## Documento

================================

A história começa com o advogado brasileiro Pedro Testa, que, junto à mulher, Tessa Vieira, resolve comprar umas terras no Vale da Grama, no interior de São Paulo. A ideia deles é criar gado, mas logo fica claro que estão fazendo besteira, já que os vizinhos ganham prêmios com seus produtos agrícolas de primeiríssima qualidade, café e azeite especialmente.
Depois de provar um vinho paulista no aniversário de um amigo, um tinto produzido a 90 quilômetros de suas novas terras, o casal decide por um novo caminho para seu negócio, apesar de não conhecer ninguém ali na região apostando em uvas.
Era 2017, quando a expansão das fronteiras do vinho brasileiro para o Sudeste era assunto quente e as primeiras garrafas chegavam ao mercado. Resumindo a história para quem ainda não a conhece: tudo isso aconteceu graças a uma nova técnica desenvolvida por um brasileiro, o engenheiro agrônomo Murillo de Albuquerque Regina, que altera o ciclo das vinhas. Nas regiões mais tradicionais de produção de vinhos, a colheita das uvas é invariavelmente feita no verão. No Sudeste brasileiro, porém, essa estação tem chuvas muito intensas, que podem diluir sabores e aromas das frutas. A técnica da poda invertida permite que a colheita seja feita no inverno, quando o Sudeste tem dias quentes e noites frias. Com isso, as uvas têm a maturação ideal com o sol e o calor do dia e mantêm a acidez com o frescor da noite.
Essa técnica expandiu a fronteira de produção brasileira para além do Sul, indo para os estados de São Paulo, Minas Gerais, Rio de Janeiro, Goiás e até o sul da Bahia, na Chapada Diamantina. E, em todas as regiões, a variedade que se deu melhor foi a syrah.
Animado com a nova perspectiva, Testa não hesitou em procurar Murilo Regina e adotar a poda invertida, mas bateu o pé sobre uma coisa: a despeito das recomendações pela uva do rhône, queria investir nas tintas de Bordeaux —merlot, cabernet sauvignon, cabernet franc entre as tintas; sauvignon blanc e semillon, entre as brancas.
Quando enfim tinha tudo plantado e os vinhedos em formação, Testa encontra o chileno da história. Era o enólogo Christian Sepúlveda, que havia trabalhado na Guaspari, em Espírito Santo do Pinhal, e então prestava consultoria a outras vinícolas que adotavam a técnica da poda invertida. Ele olhou a propriedade do brasileiro e desdenhou: “Isso é apenas paisagismo!”. Para o especialista, terra boa mesmo era a que estava ao lado da Fazenda Santa Maria, que não estava à venda.

================================

## Dados extraídos
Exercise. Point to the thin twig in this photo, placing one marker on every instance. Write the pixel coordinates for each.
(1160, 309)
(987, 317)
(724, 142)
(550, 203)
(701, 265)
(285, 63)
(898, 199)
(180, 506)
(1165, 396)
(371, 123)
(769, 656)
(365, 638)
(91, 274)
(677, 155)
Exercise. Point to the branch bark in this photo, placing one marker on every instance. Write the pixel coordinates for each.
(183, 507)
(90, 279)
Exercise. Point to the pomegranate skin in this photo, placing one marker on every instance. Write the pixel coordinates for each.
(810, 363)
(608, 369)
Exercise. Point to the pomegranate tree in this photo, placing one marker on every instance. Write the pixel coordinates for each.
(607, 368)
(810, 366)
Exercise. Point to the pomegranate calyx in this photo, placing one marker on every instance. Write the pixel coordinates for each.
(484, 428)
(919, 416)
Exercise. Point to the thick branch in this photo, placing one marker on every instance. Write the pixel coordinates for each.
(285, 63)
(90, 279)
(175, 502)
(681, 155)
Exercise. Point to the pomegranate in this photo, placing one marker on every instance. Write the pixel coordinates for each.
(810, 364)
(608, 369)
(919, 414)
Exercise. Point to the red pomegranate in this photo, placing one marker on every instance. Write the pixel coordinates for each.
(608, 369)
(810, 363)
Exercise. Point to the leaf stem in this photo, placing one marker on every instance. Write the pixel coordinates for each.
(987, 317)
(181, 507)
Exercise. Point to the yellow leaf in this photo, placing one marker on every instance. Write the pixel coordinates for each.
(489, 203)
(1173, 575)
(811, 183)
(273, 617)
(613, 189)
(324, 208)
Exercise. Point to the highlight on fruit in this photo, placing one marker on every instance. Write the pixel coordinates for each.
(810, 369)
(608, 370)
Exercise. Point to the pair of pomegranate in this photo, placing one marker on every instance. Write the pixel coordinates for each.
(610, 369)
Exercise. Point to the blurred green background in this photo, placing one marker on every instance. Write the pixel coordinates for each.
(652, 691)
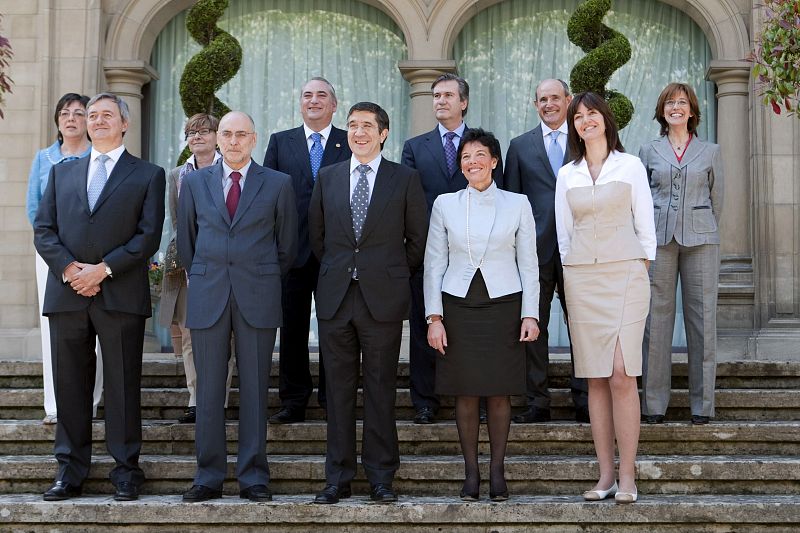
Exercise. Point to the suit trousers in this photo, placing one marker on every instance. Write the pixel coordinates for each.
(253, 357)
(422, 357)
(47, 360)
(698, 268)
(295, 385)
(551, 279)
(350, 337)
(72, 336)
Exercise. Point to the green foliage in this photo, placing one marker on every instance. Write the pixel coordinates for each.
(606, 51)
(213, 66)
(777, 56)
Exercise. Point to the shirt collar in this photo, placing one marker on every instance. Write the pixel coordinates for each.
(374, 164)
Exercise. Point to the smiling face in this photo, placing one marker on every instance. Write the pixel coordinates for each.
(477, 164)
(551, 103)
(364, 135)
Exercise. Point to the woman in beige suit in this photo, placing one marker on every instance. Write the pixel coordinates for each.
(604, 222)
(686, 181)
(481, 285)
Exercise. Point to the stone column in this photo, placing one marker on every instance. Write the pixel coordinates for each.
(126, 79)
(420, 74)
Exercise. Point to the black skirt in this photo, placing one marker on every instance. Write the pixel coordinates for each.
(484, 356)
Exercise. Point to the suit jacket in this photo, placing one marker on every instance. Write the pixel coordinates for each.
(504, 238)
(426, 154)
(391, 247)
(687, 195)
(528, 171)
(246, 255)
(287, 152)
(124, 230)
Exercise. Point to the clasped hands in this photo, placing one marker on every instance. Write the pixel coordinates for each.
(85, 278)
(437, 336)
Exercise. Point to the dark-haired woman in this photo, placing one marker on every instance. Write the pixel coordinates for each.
(686, 182)
(72, 143)
(481, 284)
(604, 221)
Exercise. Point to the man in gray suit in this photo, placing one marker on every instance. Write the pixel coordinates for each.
(237, 234)
(532, 164)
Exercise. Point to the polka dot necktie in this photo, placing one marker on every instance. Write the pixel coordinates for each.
(360, 200)
(316, 154)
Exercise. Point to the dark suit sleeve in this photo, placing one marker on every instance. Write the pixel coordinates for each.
(187, 225)
(286, 226)
(271, 156)
(316, 218)
(416, 222)
(45, 227)
(145, 241)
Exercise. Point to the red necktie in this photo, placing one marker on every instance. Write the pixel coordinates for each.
(232, 201)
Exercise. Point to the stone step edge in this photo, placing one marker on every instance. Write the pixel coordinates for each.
(298, 509)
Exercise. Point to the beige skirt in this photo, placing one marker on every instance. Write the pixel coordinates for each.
(606, 302)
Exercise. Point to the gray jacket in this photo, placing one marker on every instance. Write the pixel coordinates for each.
(687, 196)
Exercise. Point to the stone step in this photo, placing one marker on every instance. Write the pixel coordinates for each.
(169, 403)
(443, 474)
(555, 438)
(413, 514)
(163, 370)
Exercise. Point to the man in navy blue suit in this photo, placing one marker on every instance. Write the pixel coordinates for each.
(301, 152)
(433, 154)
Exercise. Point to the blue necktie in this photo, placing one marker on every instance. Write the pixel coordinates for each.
(99, 180)
(316, 154)
(555, 154)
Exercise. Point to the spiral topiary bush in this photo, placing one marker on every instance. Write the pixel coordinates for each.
(606, 51)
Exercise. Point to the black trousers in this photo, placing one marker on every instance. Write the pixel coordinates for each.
(294, 383)
(72, 340)
(551, 279)
(353, 339)
(422, 357)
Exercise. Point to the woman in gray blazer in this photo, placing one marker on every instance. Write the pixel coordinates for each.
(481, 283)
(686, 181)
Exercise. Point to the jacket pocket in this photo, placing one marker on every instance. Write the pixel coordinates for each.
(703, 220)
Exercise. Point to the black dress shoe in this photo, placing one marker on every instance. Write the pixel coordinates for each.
(425, 415)
(332, 494)
(127, 491)
(382, 493)
(288, 416)
(653, 419)
(189, 416)
(256, 493)
(582, 415)
(533, 415)
(201, 493)
(62, 490)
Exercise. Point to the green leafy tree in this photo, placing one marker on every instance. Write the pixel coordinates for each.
(606, 51)
(777, 56)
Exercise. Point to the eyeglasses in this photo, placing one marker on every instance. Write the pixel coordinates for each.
(240, 135)
(203, 132)
(77, 113)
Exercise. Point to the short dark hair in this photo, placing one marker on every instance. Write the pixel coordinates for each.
(480, 136)
(671, 91)
(463, 87)
(381, 117)
(592, 101)
(65, 101)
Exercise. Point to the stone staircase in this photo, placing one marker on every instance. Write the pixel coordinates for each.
(739, 473)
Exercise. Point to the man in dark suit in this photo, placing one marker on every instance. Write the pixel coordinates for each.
(368, 227)
(98, 224)
(433, 154)
(237, 234)
(532, 164)
(301, 152)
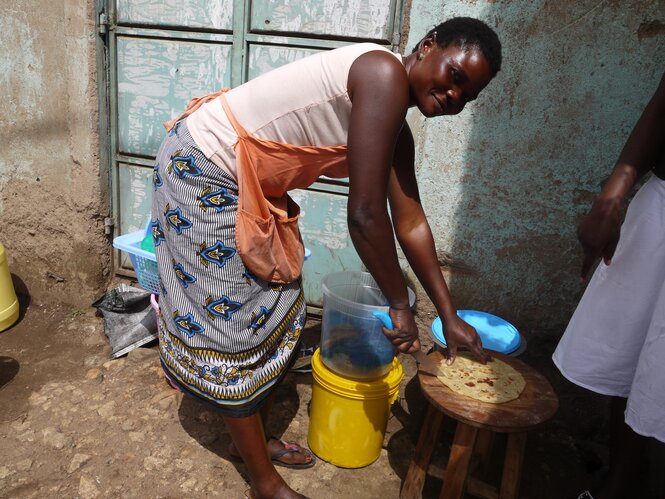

================================

## Enunciado A
No documento sobre o vinho do Vale da Grama, enumere todas as variedades de uva de Bordeaux, tintas e brancas, nas quais Testa decidiu investir.
## Enunciado B
Dê prosseguimento ao documento sobre o vinho do Vale da Grama a partir da última frase apresentada.
Os dados provêm de uma fonte distinta da do documento.

## Resposta redigida A
Merlot, cabernet sauvignon, cabernet franc, sauvignon blanc e semillon.

## Resposta redigida B
Como diz outra piada, para virar milionário basta começar bilionário e comprar uma vinícola. Testa, que já tinha chegado ao limite das possibilidades de investimento, dobrou a aposta e conseguiu comprar as terras ao lado, onde fica um paredão de granito. Hoje tem sete hectares de videiras plantadas entre 950 metros e 1.000 metros de altitude, o que já é bastante interessante para a viticultura (para se ter uma ideia, o vinhedo Adrianna, considerado o “grand cru” da Catena Zapata, está situado a uma altitude de 1.500 metros no Vale de Uco, em Mendoza).
Mais que isso, chama a atenção o solo do lugar. A região, que abrange 11 municípios paulistas e mineiros, está na zona central de um maciço vulcânico que esteve em atividade há mais de 100 milhões de anos. Para o vinho, “terra vulcânica” é senha para algo interessante, como nos atestam os sicilianos da região do Etna, um “must” no mundo do vinho hoje. Esse tipo de solo oferece mais minerais e excelente drenagem para as raízes das vinhas.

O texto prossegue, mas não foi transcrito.